TASKS FOR THIS EXERCISE:
(a) Rewrite the paragraph of the VLBA passage that begins "Gaussian circular components were fitted" as a short list that keeps its main facts.
(b) Update the VLBA passage, giving everything from "2.1. VLBA data" down to "et al. (2019a)." with "reanalyzed" replaced by "reprocessed".
(c) According to the VLBA passage, what is the median image sensitivity at 15 GHz?

PASSAGE GIVEN:
Throughout the paper we adopt the following parameters: a luminosity distance D_L = 1.8277 Gpc at the source redshift of z = 0.3365 with cosmological parameters corresponding to a Λ cold dark matter Universe with Ω_m = 0.308, Ω_λ = 0.692, and H₀ = 67.8 km s⁻¹ Mpc⁻¹ (Planck Collaboration XIII 2016). Thus, a proper motion of 1 mas yr⁻¹ corresponds to an apparent superluminal speed of 21.64c, while 1 mas = 4.961 pc.

2. Observations and data analysis

2.1. VLBA data analysis

We remodeled and reanalyzed 12 VLBA observations (15 GHz, MOJAVE¹) performed between 2018.96 and 2022.85. In addition, 12 VLBA observations (8 GHz; web site of the Astrogeo Center²), observed between 2010.81 and 2018.84, were remodeled and reanalyzed. The 8 GHz and 15 GHz maps with model-fit components superimposed are available online in Figs.B.1–B.6. In the following, we discuss the results obtained by combining these new datasets with those analyzed and published in Britzen et al. (2019a).

Gaussian circular components were fitted to the data to obtain the optimum set of parameters within the difmap-modelfit program (Shepherd et al. 1997). The average beam full width at half maximum at 8/15 GHz is 1.94 × 0.80 or 1.06 × 0.48 mas, respectively. According to experience, the typical angular resolution is one fifth of the beam, but it increases with signal-to-noise ratio (Lee et al. 2008). Thus, the 8/15 GHz observations have a typical angular resolution of 0.39 × 0.16 mas or 0.21 × 0.10 mas, respectively. The median image sensitivity at 8/15 GHz is 0.15 and 0.54 mJy/beam, respectively.

RECORD EXTRACTS:
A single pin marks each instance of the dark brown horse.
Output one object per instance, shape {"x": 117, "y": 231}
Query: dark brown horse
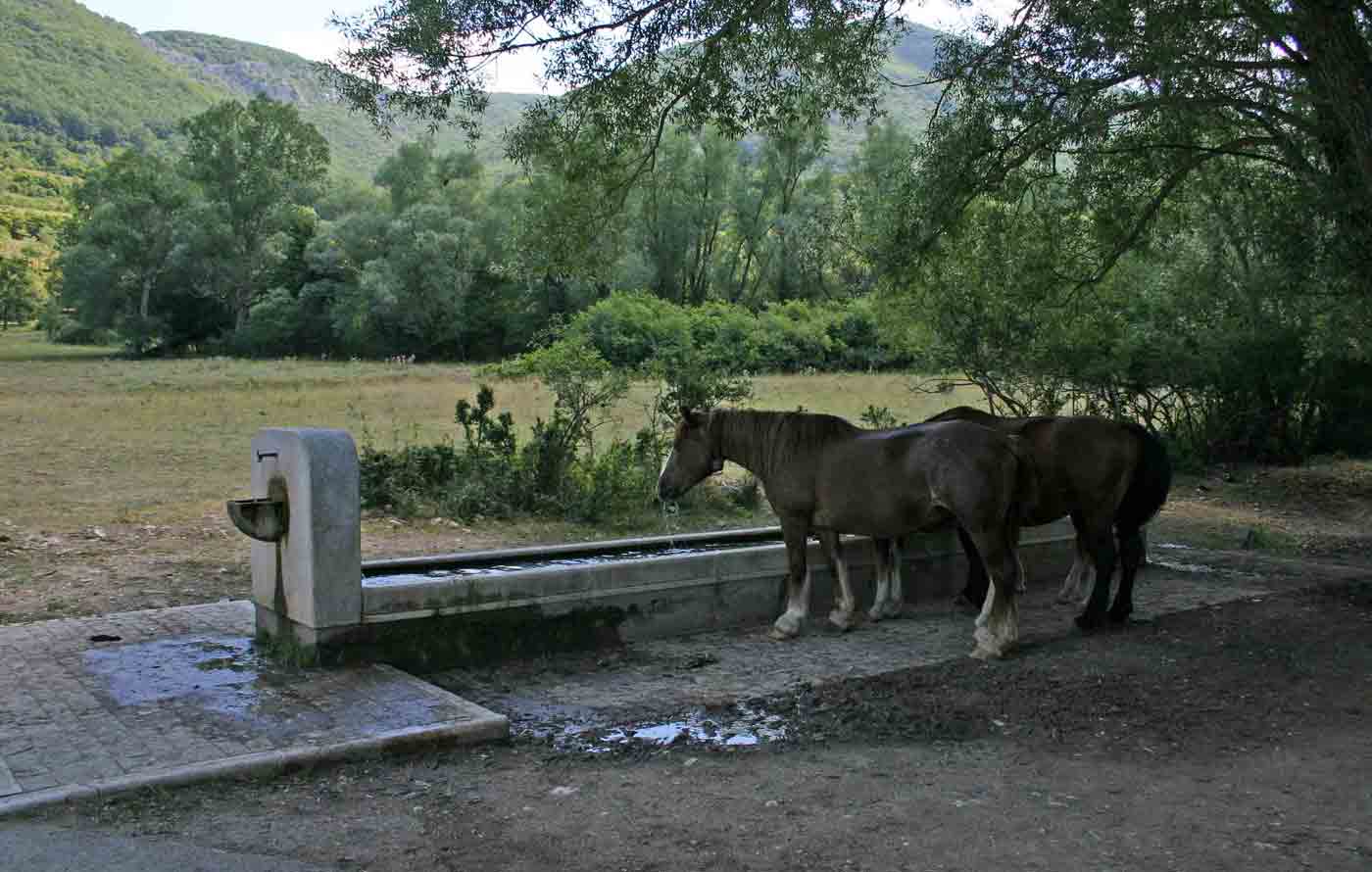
{"x": 1110, "y": 476}
{"x": 825, "y": 476}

RESPONSES TO THE EXERCISE:
(a)
- Gaussian circular components were fitted to the data with the difmap-modelfit program (Shepherd et al. 1997).
- Average beam full width at half maximum: 1.94 × 0.80 mas at 8 GHz and 1.06 × 0.48 mas at 15 GHz.
- Typical angular resolution is about one fifth of the beam and increases with signal-to-noise ratio (Lee et al. 2008). This gives 0.39 × 0.16 mas at 8 GHz and 0.21 × 0.10 mas at 15 GHz.
- Median image sensitivity: 0.15 mJy/beam at 8 GHz and 0.54 mJy/beam at 15 GHz.

(b)
2.1. VLBA data analysis

We remodeled and reprocessed 12 VLBA observations (15 GHz, MOJAVE¹) performed between 2018.96 and 2022.85. In addition, 12 VLBA observations (8 GHz; web site of the Astrogeo Center²), observed between 2010.81 and 2018.84, were remodeled and reprocessed. The 8 GHz and 15 GHz maps with model-fit components superimposed are available online in Figs.B.1–B.6. In the following, we discuss the results obtained by combining these new datasets with those analyzed and published in Britzen et al. (2019a).

(c) 0.54 mJy/beam.